▶ GOAL OF THE EXERCISE
Retype all of the data word for word, without pictures.

▶ GIVEN DATA
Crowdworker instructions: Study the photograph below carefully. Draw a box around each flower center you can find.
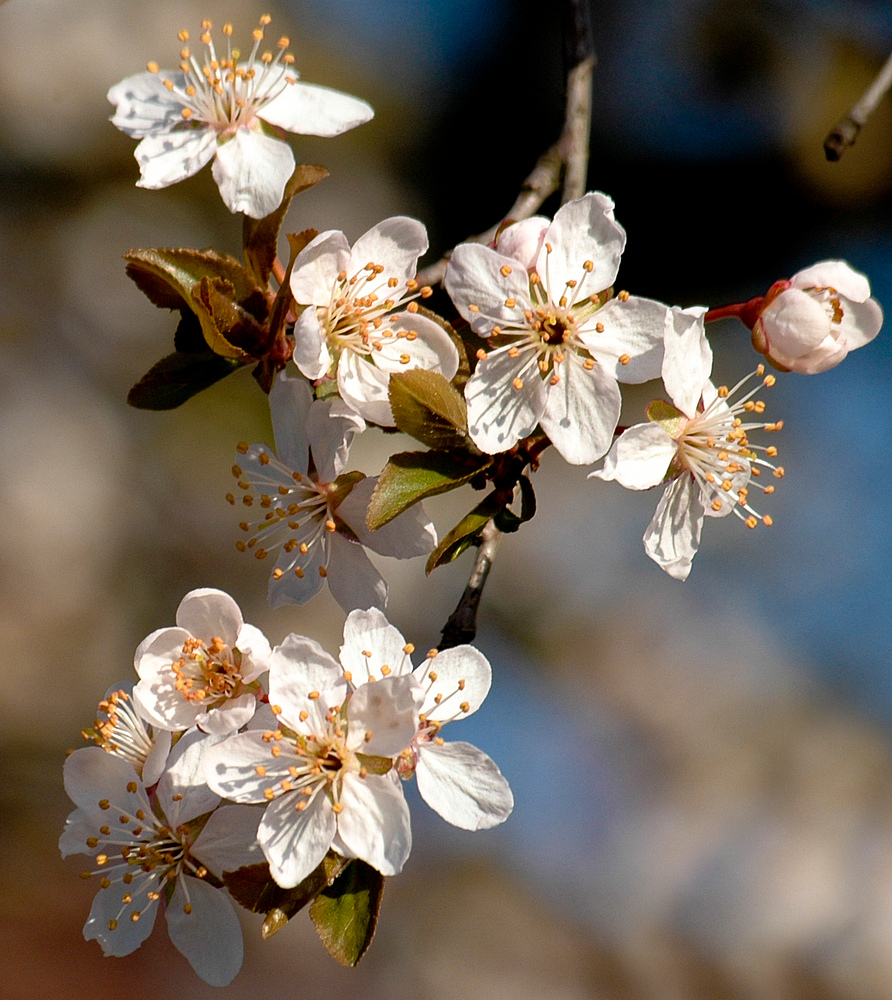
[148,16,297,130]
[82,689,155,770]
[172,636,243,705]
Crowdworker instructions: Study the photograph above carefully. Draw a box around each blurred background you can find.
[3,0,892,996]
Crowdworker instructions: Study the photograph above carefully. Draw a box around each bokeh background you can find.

▶ EXERCISE RESPONSE
Crowdworker instructions: Study the photograph below carefully. Draw a box around each flower center you can find.
[148,16,297,130]
[82,689,155,770]
[172,636,243,705]
Crowdworker instructions: Study the photograph above carefully. Draw a box around each blurred background you can find.
[3,0,892,996]
Crowdworker instructions: Study the photograph above carefully. Draw a box around each bokeh background you can find.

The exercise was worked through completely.